→ **YOUR OBJECTIVE**: How many lines of these entries include the string "logo"? State the number alone.

RAW DATA section start

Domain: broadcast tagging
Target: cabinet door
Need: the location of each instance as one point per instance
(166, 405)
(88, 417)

RAW DATA section end
RAW DATA section start

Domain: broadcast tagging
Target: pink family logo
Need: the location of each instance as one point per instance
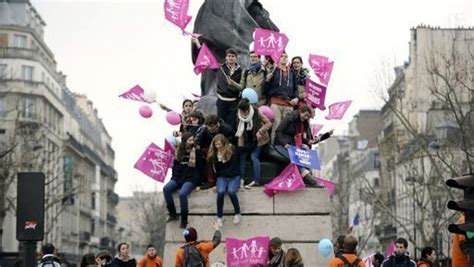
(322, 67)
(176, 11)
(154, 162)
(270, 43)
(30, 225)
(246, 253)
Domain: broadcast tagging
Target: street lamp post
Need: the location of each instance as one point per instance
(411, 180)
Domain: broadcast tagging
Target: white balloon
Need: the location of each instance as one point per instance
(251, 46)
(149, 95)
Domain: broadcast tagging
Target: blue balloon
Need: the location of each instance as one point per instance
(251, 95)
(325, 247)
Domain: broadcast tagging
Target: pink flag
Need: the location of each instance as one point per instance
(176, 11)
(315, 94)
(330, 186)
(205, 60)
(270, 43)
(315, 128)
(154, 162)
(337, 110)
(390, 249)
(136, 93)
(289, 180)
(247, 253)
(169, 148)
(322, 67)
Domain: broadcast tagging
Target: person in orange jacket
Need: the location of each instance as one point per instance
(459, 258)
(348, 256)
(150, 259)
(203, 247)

RAW DATA section end
RAW DATA section start

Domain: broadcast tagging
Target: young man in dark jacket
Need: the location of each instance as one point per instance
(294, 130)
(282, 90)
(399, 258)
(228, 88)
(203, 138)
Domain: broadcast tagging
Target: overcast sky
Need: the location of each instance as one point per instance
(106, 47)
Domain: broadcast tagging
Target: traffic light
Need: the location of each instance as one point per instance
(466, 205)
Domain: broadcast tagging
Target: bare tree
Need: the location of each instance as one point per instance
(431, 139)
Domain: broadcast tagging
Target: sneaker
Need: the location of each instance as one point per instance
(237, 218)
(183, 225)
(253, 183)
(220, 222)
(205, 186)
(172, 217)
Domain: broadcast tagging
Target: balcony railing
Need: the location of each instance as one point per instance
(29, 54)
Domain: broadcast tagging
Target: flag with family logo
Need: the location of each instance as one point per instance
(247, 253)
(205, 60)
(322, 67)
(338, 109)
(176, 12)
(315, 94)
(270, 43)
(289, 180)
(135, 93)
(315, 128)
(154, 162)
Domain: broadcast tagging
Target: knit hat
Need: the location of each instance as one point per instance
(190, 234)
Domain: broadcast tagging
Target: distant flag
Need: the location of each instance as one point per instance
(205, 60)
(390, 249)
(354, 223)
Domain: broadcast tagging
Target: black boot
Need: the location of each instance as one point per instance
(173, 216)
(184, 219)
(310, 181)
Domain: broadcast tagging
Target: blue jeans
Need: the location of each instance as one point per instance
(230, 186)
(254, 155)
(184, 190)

RAW DATA section end

→ **WORKED SOLUTION**: 2